Coordinate labeling data:
···

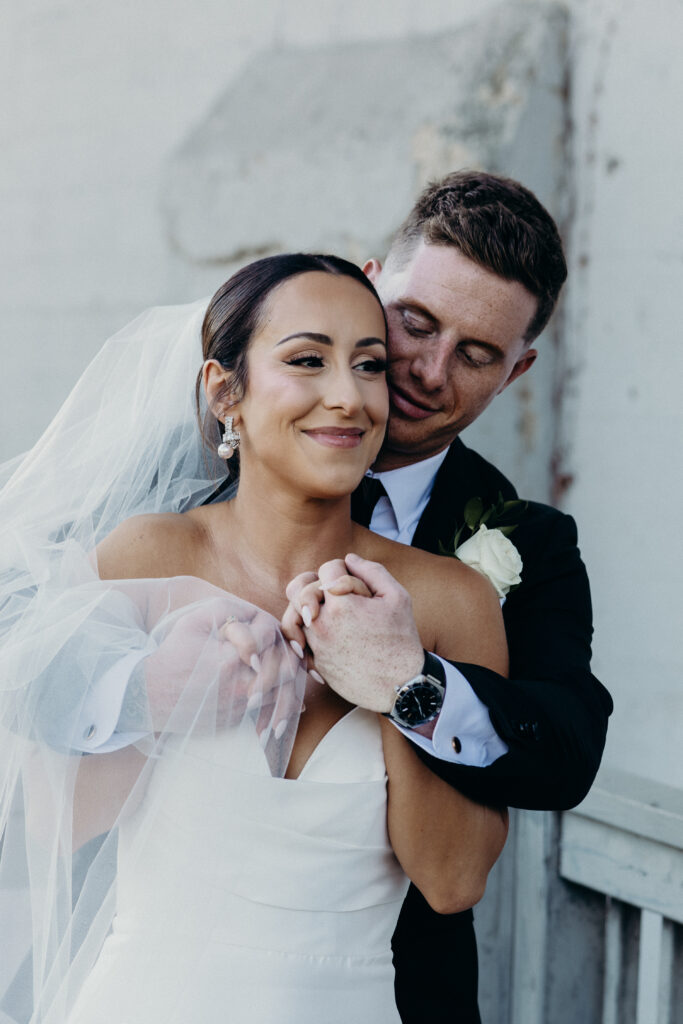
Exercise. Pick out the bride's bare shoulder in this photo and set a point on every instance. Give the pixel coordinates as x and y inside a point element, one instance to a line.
<point>152,546</point>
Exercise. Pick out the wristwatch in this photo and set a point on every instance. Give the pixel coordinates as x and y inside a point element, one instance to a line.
<point>421,698</point>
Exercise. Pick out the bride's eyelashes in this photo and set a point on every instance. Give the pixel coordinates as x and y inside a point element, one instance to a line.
<point>313,360</point>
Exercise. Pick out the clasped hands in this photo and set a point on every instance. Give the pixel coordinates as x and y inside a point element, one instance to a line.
<point>356,623</point>
<point>351,622</point>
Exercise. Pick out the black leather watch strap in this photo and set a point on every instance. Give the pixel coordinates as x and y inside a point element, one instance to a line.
<point>432,667</point>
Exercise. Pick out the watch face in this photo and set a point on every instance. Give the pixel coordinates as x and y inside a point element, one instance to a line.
<point>419,704</point>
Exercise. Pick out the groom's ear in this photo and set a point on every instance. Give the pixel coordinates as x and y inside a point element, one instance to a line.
<point>373,269</point>
<point>521,366</point>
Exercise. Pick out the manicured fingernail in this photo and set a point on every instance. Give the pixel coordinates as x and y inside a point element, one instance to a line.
<point>297,648</point>
<point>328,586</point>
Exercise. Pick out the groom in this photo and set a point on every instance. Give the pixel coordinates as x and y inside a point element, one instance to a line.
<point>470,281</point>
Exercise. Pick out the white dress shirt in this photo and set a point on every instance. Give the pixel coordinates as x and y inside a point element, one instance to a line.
<point>463,733</point>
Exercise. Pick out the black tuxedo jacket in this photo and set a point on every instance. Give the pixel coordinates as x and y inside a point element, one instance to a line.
<point>552,713</point>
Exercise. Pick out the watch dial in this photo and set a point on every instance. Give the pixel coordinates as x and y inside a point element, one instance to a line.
<point>422,702</point>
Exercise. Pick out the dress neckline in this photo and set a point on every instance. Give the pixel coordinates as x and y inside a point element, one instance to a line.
<point>312,757</point>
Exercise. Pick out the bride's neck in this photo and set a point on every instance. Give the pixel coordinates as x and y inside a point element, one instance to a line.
<point>283,532</point>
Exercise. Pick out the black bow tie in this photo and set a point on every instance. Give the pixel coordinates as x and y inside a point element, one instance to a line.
<point>365,498</point>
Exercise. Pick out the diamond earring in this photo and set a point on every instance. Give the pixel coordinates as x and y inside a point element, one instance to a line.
<point>230,441</point>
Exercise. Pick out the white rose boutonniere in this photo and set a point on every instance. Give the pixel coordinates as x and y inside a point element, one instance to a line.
<point>488,550</point>
<point>493,554</point>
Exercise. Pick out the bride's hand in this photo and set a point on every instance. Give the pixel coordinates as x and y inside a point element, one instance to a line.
<point>306,593</point>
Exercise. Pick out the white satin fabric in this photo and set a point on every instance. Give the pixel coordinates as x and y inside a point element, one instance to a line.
<point>255,899</point>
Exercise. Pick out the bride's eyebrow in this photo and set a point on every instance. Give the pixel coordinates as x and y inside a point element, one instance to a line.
<point>325,339</point>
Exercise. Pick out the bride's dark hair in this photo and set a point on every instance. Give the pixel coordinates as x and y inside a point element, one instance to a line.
<point>235,313</point>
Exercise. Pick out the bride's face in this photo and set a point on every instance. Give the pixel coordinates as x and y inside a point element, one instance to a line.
<point>315,407</point>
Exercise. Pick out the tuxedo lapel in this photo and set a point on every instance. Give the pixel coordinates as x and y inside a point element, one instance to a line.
<point>464,474</point>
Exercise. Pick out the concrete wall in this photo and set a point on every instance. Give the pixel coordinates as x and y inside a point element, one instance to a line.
<point>97,102</point>
<point>100,107</point>
<point>623,423</point>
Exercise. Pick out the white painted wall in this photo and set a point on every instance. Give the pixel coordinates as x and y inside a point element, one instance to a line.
<point>624,419</point>
<point>94,98</point>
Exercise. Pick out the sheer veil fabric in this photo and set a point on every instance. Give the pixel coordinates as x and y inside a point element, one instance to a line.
<point>126,441</point>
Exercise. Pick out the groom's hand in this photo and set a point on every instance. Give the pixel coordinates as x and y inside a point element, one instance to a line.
<point>364,637</point>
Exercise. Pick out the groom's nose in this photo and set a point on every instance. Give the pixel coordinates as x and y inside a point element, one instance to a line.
<point>431,366</point>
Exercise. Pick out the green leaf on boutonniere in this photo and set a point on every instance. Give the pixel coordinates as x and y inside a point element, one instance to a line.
<point>475,516</point>
<point>473,512</point>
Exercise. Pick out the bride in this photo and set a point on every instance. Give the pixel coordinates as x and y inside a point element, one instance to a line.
<point>263,829</point>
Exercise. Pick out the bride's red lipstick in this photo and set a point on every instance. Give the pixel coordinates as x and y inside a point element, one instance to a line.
<point>336,436</point>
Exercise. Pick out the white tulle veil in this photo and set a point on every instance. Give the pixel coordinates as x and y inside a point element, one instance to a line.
<point>126,441</point>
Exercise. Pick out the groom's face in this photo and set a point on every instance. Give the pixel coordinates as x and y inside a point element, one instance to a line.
<point>456,340</point>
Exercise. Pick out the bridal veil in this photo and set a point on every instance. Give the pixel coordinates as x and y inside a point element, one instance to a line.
<point>126,441</point>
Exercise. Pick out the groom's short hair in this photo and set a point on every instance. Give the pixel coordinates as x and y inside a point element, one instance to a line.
<point>496,222</point>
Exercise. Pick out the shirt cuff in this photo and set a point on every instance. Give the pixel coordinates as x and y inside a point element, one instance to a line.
<point>101,708</point>
<point>463,733</point>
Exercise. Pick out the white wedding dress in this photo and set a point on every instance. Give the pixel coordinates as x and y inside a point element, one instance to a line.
<point>250,899</point>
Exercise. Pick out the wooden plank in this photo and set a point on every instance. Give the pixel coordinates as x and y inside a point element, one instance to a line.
<point>532,844</point>
<point>666,974</point>
<point>612,962</point>
<point>638,870</point>
<point>649,962</point>
<point>637,805</point>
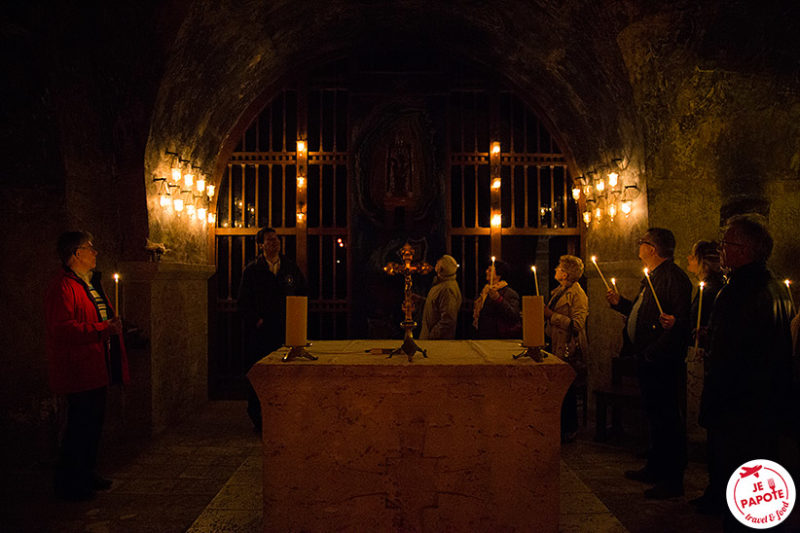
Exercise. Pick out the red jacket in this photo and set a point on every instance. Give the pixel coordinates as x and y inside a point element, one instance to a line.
<point>77,340</point>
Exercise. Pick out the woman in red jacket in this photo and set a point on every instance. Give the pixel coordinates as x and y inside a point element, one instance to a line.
<point>85,354</point>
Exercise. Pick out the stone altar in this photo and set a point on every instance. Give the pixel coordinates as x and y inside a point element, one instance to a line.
<point>465,440</point>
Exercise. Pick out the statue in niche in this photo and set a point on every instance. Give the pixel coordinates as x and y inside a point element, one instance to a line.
<point>399,169</point>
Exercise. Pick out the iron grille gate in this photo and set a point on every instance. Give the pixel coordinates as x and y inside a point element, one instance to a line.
<point>259,187</point>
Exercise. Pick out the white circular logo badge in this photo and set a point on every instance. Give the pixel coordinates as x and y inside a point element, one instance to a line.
<point>761,494</point>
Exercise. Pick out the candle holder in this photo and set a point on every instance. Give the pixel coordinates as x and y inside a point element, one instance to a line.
<point>409,347</point>
<point>298,352</point>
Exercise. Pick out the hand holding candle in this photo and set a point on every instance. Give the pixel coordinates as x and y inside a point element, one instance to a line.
<point>116,294</point>
<point>594,260</point>
<point>647,275</point>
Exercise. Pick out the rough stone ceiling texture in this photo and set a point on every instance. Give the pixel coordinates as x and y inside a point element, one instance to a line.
<point>561,56</point>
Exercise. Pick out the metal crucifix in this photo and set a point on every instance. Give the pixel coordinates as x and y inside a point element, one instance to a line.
<point>407,268</point>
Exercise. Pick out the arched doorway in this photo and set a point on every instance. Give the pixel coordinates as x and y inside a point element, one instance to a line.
<point>394,150</point>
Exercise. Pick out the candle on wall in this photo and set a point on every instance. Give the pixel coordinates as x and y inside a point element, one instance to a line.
<point>647,275</point>
<point>116,294</point>
<point>699,311</point>
<point>533,321</point>
<point>296,320</point>
<point>594,260</point>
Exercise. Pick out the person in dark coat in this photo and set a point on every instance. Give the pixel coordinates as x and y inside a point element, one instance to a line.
<point>85,354</point>
<point>496,314</point>
<point>266,282</point>
<point>746,404</point>
<point>660,353</point>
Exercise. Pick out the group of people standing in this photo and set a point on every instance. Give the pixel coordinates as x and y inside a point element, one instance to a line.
<point>496,315</point>
<point>747,403</point>
<point>745,340</point>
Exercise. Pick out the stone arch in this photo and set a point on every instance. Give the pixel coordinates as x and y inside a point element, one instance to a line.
<point>227,59</point>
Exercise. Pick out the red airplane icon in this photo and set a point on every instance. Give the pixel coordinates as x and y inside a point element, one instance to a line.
<point>747,471</point>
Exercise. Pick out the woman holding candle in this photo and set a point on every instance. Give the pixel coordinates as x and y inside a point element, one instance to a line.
<point>565,317</point>
<point>85,355</point>
<point>496,314</point>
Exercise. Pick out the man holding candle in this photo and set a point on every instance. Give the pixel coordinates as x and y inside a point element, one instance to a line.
<point>746,403</point>
<point>565,317</point>
<point>496,314</point>
<point>440,314</point>
<point>660,357</point>
<point>85,354</point>
<point>266,282</point>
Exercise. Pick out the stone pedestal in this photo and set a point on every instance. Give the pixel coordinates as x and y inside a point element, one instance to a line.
<point>465,440</point>
<point>168,303</point>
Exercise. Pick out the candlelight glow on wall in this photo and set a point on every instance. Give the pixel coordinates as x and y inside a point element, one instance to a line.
<point>608,196</point>
<point>186,191</point>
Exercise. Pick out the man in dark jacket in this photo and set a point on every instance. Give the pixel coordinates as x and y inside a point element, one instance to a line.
<point>266,282</point>
<point>746,394</point>
<point>660,354</point>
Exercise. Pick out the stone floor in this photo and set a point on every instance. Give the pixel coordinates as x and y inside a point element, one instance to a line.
<point>204,476</point>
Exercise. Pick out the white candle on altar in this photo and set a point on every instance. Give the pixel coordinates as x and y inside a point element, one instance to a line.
<point>535,279</point>
<point>699,311</point>
<point>594,260</point>
<point>533,321</point>
<point>296,320</point>
<point>116,294</point>
<point>647,275</point>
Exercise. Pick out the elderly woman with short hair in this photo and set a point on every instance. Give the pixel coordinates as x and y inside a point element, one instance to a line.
<point>565,315</point>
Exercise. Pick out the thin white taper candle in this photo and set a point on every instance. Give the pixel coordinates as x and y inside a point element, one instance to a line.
<point>647,275</point>
<point>116,294</point>
<point>699,313</point>
<point>594,260</point>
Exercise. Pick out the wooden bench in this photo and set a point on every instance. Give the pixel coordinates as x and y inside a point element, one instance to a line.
<point>623,393</point>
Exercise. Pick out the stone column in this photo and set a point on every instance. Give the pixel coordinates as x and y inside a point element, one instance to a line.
<point>168,355</point>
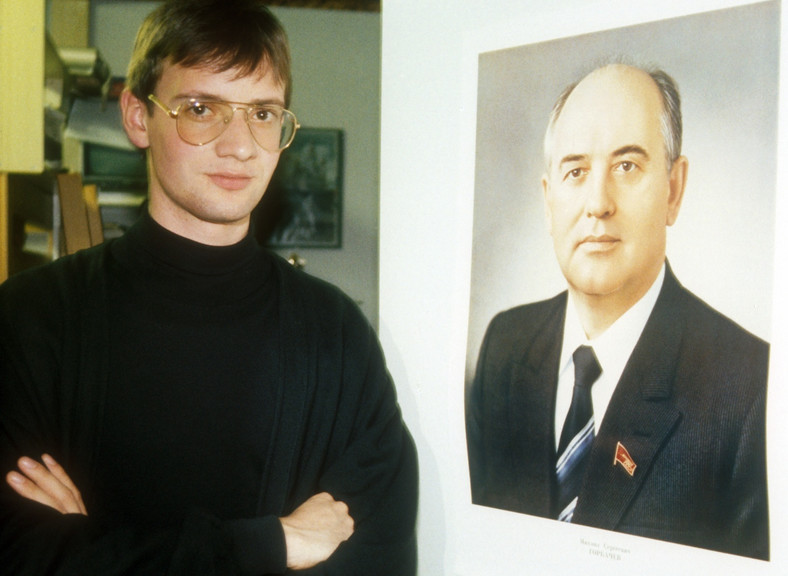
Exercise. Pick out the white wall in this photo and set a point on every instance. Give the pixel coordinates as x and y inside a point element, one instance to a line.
<point>428,174</point>
<point>336,73</point>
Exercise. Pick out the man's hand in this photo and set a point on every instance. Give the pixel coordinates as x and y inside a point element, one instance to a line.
<point>50,486</point>
<point>315,529</point>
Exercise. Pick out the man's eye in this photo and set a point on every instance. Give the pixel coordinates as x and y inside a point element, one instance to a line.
<point>263,115</point>
<point>197,110</point>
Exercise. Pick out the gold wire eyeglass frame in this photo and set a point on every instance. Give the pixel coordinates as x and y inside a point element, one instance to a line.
<point>287,115</point>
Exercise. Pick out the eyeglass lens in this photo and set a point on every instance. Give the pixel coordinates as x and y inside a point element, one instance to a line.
<point>272,127</point>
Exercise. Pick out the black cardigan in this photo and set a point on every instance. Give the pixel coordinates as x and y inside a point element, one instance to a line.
<point>337,428</point>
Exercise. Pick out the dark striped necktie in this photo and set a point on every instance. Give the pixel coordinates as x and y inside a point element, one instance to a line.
<point>577,435</point>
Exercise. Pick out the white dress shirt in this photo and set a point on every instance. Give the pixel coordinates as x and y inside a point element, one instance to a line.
<point>612,348</point>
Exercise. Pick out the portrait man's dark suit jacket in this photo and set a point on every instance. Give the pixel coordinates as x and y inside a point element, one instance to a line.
<point>689,409</point>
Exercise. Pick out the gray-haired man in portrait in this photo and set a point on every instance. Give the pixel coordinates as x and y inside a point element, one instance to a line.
<point>624,403</point>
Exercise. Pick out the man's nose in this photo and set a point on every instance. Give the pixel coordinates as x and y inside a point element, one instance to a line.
<point>600,198</point>
<point>237,139</point>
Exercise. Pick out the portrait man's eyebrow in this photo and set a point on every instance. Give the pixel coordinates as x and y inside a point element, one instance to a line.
<point>625,402</point>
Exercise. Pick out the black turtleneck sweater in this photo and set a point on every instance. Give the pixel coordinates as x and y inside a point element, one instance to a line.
<point>192,378</point>
<point>196,394</point>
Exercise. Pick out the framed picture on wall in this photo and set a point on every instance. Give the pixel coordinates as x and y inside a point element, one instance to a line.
<point>303,206</point>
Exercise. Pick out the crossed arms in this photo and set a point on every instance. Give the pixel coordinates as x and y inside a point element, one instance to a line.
<point>313,531</point>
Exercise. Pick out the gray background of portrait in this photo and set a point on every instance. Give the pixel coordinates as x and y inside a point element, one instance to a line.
<point>726,65</point>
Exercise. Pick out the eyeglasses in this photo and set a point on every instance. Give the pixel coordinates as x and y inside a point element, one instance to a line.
<point>201,121</point>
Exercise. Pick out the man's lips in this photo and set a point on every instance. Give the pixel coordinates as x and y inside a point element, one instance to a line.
<point>230,181</point>
<point>600,243</point>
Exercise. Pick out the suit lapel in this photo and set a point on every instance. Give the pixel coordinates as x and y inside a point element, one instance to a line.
<point>532,400</point>
<point>640,416</point>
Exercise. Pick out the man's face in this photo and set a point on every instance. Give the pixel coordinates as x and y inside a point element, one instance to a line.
<point>608,193</point>
<point>207,192</point>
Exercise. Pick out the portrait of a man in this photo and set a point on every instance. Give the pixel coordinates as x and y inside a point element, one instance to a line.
<point>625,402</point>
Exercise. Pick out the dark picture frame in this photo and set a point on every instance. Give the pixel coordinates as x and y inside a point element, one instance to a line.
<point>303,206</point>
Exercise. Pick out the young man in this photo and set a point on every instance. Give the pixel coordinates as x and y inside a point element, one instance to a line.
<point>198,406</point>
<point>665,438</point>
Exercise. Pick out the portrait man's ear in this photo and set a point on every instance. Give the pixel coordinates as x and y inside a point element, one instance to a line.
<point>545,193</point>
<point>678,181</point>
<point>135,117</point>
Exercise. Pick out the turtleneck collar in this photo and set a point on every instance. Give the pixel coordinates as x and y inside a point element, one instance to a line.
<point>180,267</point>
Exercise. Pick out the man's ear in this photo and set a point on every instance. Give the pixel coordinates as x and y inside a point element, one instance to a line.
<point>134,113</point>
<point>545,196</point>
<point>678,181</point>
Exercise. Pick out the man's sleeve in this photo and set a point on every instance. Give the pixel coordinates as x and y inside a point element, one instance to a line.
<point>372,465</point>
<point>39,412</point>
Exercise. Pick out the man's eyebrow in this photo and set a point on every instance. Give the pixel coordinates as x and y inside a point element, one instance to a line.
<point>208,97</point>
<point>631,149</point>
<point>572,158</point>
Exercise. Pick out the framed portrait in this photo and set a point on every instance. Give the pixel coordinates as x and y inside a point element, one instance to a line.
<point>304,200</point>
<point>484,195</point>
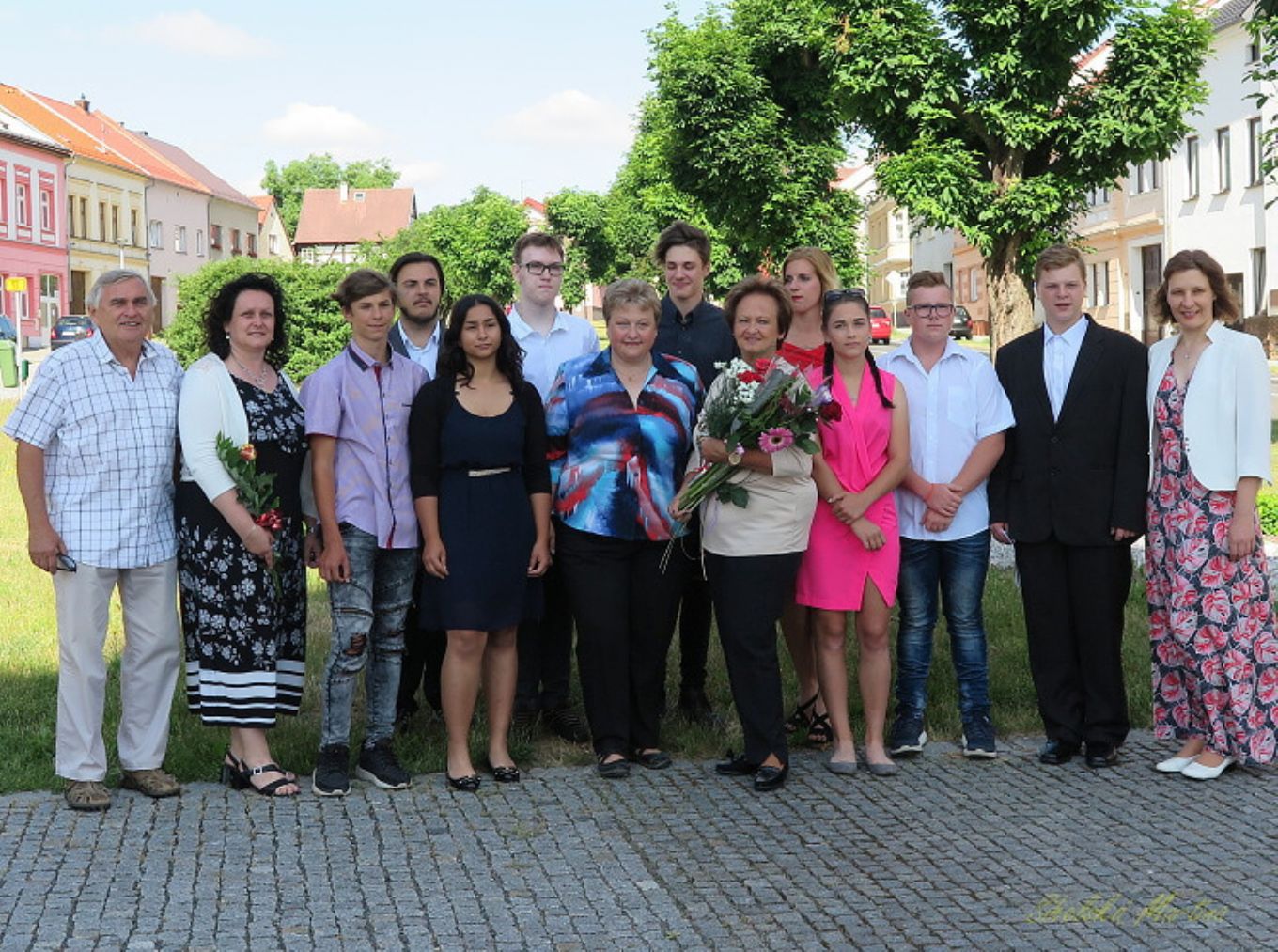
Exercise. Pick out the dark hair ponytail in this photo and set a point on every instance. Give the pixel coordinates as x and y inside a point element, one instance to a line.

···

AIM OF THE EXERCISE:
Convert the entries into a two-column CSV with the headers instruction and coordinates, one row per entry. Start with the line that contains "Exercise. Pick out the watch face" and go on through the line that contains "<point>521,366</point>". Put each field in double quotes and replace any line breaks with spaces.

RESPONSE BELOW:
instruction,coordinates
"Exercise. Pick out the watch face in this photo and set a point on every instance. Give the pixel coordinates as x and y inside a point element, one instance to a line.","<point>419,704</point>"
"Exercise. Pick out the groom's ear in this photo and set a point on every instance. Give the pixel coordinates as x and y inside a point element, one instance to a line.","<point>373,269</point> <point>521,366</point>"